What the exercise asks: Copy every line of the records below exactly, character for character. Leave the pictures out of your copy.

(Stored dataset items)
----

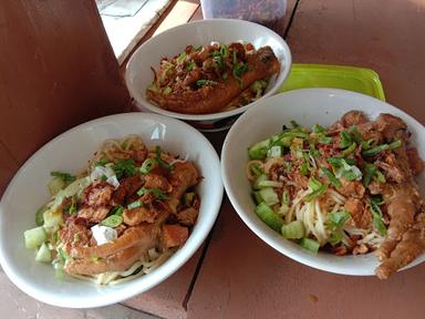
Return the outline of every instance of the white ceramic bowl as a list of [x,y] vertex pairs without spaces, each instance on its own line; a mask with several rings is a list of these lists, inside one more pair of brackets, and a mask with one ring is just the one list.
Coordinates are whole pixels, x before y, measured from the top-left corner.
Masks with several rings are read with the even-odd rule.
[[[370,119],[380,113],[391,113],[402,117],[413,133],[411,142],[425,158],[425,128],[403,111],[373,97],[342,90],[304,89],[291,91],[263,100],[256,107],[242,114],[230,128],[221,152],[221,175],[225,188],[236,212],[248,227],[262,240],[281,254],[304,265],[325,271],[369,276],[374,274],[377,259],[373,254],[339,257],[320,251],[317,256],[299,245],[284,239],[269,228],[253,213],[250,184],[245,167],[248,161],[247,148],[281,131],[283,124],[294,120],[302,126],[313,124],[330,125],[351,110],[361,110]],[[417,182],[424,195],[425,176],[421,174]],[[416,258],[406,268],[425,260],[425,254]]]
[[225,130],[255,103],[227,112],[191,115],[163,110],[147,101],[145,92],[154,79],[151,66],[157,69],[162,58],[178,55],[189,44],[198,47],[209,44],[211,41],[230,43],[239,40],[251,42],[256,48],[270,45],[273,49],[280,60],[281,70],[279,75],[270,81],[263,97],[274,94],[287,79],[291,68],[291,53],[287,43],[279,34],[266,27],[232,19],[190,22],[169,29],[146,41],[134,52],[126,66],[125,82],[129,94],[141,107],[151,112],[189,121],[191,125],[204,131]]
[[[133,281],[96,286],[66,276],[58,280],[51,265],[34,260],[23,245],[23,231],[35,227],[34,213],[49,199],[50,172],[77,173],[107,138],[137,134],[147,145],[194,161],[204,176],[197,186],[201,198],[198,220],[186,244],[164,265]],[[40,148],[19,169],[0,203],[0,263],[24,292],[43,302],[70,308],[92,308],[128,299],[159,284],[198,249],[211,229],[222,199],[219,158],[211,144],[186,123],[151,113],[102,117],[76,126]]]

----

Task answer:
Return the outline of every instance of the white ceramic bowl as a list of [x,y] vertex pairs without spaces, each instance on its own line; a mask with several rings is a list of these lists, inside one more pair of brackets, and a mask with one ring is just the one list.
Coordinates are whole pixels, x before y, measured from the top-left corner.
Masks with several rings are read with the even-odd rule.
[[[370,119],[380,113],[391,113],[402,117],[413,133],[411,142],[425,158],[425,128],[403,111],[373,97],[342,90],[304,89],[291,91],[263,100],[256,107],[242,114],[230,128],[221,152],[221,175],[225,188],[236,212],[248,227],[262,240],[281,254],[304,265],[325,271],[369,276],[374,274],[377,259],[373,254],[339,257],[320,251],[317,256],[299,245],[284,239],[269,228],[253,213],[250,184],[245,167],[248,161],[247,148],[281,131],[283,124],[294,120],[302,126],[313,124],[330,125],[351,110],[361,110]],[[417,182],[424,195],[425,176],[421,174]],[[416,258],[406,268],[425,260],[425,254]]]
[[225,130],[255,103],[227,112],[191,115],[163,110],[147,101],[145,92],[154,79],[151,66],[157,69],[162,58],[178,55],[189,44],[198,47],[209,44],[211,41],[230,43],[239,40],[251,42],[256,48],[270,45],[273,49],[280,60],[281,70],[279,75],[270,81],[263,97],[274,94],[287,79],[291,68],[291,53],[287,43],[279,34],[266,27],[232,19],[190,22],[169,29],[146,41],[134,52],[126,66],[125,82],[129,94],[141,107],[151,112],[189,121],[191,125],[204,131]]
[[[133,281],[96,286],[66,276],[58,280],[51,265],[34,260],[23,245],[23,231],[35,227],[34,213],[49,199],[50,172],[77,173],[107,138],[137,134],[147,145],[194,161],[204,176],[197,186],[201,198],[198,220],[186,244],[164,265]],[[40,148],[19,169],[0,203],[0,263],[24,292],[43,302],[70,308],[92,308],[128,299],[159,284],[198,249],[211,229],[222,199],[219,158],[211,144],[186,123],[151,113],[102,117],[76,126]]]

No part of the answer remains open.